→ TASK STATEMENT: Copy each entry below without any change.

RECORDS SHOWN below:

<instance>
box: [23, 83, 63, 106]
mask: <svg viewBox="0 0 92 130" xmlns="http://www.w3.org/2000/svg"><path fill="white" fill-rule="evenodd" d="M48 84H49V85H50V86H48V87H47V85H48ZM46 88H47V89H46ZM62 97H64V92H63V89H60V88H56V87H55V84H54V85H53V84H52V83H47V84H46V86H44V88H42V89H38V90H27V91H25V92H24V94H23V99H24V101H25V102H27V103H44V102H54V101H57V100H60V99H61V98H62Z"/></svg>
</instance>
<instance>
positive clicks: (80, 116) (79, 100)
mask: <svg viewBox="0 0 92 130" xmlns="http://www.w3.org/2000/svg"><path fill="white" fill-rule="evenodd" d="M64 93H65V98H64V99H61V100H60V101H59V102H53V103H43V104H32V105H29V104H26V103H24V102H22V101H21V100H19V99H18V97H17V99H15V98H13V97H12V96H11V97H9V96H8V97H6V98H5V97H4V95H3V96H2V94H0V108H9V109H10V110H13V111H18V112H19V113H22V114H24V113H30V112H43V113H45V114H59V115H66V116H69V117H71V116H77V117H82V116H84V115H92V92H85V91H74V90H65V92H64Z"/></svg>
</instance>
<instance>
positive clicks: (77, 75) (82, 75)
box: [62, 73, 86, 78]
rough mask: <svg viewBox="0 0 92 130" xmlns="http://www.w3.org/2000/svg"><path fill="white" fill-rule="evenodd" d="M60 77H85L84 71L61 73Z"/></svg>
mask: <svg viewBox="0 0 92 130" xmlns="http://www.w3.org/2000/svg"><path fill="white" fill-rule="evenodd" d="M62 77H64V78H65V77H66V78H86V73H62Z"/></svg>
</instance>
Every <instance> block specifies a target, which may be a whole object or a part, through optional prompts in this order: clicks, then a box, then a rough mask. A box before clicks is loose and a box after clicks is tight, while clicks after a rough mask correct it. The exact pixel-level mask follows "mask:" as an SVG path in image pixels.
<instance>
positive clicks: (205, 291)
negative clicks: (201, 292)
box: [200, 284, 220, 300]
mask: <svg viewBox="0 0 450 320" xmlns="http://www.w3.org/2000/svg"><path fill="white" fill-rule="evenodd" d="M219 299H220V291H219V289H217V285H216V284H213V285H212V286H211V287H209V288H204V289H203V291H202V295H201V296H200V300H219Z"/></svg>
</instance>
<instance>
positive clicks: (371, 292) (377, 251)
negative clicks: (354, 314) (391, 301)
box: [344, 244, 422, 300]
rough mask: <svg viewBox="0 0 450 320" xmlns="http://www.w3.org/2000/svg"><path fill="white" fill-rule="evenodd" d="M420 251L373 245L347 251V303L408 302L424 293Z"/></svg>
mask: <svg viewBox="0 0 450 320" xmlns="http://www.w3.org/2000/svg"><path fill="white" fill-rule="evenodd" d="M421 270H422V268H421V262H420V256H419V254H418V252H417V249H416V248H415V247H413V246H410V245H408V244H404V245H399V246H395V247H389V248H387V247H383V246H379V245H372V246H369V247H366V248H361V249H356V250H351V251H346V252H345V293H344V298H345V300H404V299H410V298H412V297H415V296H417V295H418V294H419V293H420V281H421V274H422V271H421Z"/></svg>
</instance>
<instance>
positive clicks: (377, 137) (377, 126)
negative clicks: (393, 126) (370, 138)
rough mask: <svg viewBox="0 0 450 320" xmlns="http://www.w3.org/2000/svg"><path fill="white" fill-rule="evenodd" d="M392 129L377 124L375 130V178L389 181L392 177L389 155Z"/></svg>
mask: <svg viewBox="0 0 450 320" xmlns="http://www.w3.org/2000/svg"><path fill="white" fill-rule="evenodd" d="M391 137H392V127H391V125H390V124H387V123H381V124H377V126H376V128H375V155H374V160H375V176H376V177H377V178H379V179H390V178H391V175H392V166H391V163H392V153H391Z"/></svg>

End of RECORDS SHOWN.

→ RESULT BELOW:
<instance>
box: [23, 83, 63, 106]
mask: <svg viewBox="0 0 92 130" xmlns="http://www.w3.org/2000/svg"><path fill="white" fill-rule="evenodd" d="M48 84H49V85H50V86H48V87H47V85H48ZM46 88H47V89H46ZM62 97H64V92H63V89H60V88H56V87H55V84H54V85H53V84H52V83H47V84H46V86H44V88H42V89H38V90H27V91H25V92H24V94H23V99H24V101H25V102H27V103H44V102H54V101H57V100H60V99H61V98H62Z"/></svg>
</instance>
<instance>
positive clicks: (80, 116) (79, 100)
mask: <svg viewBox="0 0 92 130" xmlns="http://www.w3.org/2000/svg"><path fill="white" fill-rule="evenodd" d="M64 93H65V98H64V99H61V100H60V101H59V102H53V103H43V104H32V105H29V104H26V103H24V102H22V101H21V100H19V99H18V97H17V99H15V98H13V97H12V96H11V97H9V96H8V97H6V98H5V97H4V95H3V96H2V94H0V108H9V109H10V110H13V111H18V112H19V113H22V114H24V113H30V112H43V113H45V114H59V115H66V116H69V117H71V116H77V117H82V116H84V115H92V92H85V91H74V90H65V92H64Z"/></svg>
</instance>
<instance>
positive clicks: (77, 75) (82, 75)
box: [62, 73, 86, 78]
rough mask: <svg viewBox="0 0 92 130" xmlns="http://www.w3.org/2000/svg"><path fill="white" fill-rule="evenodd" d="M60 77H85L84 71L61 73Z"/></svg>
mask: <svg viewBox="0 0 92 130" xmlns="http://www.w3.org/2000/svg"><path fill="white" fill-rule="evenodd" d="M62 77H64V78H65V77H66V78H86V73H62Z"/></svg>
</instance>
Every <instance> block specifies a target, which may be a whole object or a part, through optional prompts in this order: clicks, then a box, then a rough mask. A box before clicks is loose and a box after clicks is tight, while clicks after a rough mask correct it. The exact pixel-level mask follows "mask:" as an SVG path in image pixels.
<instance>
positive clicks: (205, 291)
negative clicks: (201, 292)
box: [200, 284, 220, 300]
mask: <svg viewBox="0 0 450 320" xmlns="http://www.w3.org/2000/svg"><path fill="white" fill-rule="evenodd" d="M219 299H220V291H219V289H217V285H216V284H213V285H212V286H211V287H209V288H204V289H203V291H202V295H201V296H200V300H219Z"/></svg>
</instance>
<instance>
positive clicks: (371, 292) (377, 251)
negative clicks: (354, 314) (391, 301)
box: [344, 244, 422, 300]
rough mask: <svg viewBox="0 0 450 320" xmlns="http://www.w3.org/2000/svg"><path fill="white" fill-rule="evenodd" d="M420 251L373 245L347 251V303L408 302L424 293Z"/></svg>
mask: <svg viewBox="0 0 450 320" xmlns="http://www.w3.org/2000/svg"><path fill="white" fill-rule="evenodd" d="M421 270H422V268H421V262H420V256H419V254H418V252H417V249H416V248H415V247H413V246H410V245H408V244H404V245H399V246H395V247H389V248H387V247H383V246H379V245H372V246H369V247H366V248H361V249H356V250H351V251H346V252H345V293H344V298H345V300H404V299H410V298H412V297H415V296H417V295H418V294H419V293H420V281H421V274H422V271H421Z"/></svg>
</instance>
<instance>
positive clicks: (377, 137) (377, 126)
negative clicks: (393, 126) (370, 138)
rough mask: <svg viewBox="0 0 450 320" xmlns="http://www.w3.org/2000/svg"><path fill="white" fill-rule="evenodd" d="M392 129L377 124L375 130V178L389 181L392 177L389 155Z"/></svg>
mask: <svg viewBox="0 0 450 320" xmlns="http://www.w3.org/2000/svg"><path fill="white" fill-rule="evenodd" d="M391 137H392V127H391V125H390V124H387V123H381V124H377V126H376V128H375V155H374V160H375V176H376V177H377V178H379V179H390V178H391V175H392V166H391V163H392V153H391Z"/></svg>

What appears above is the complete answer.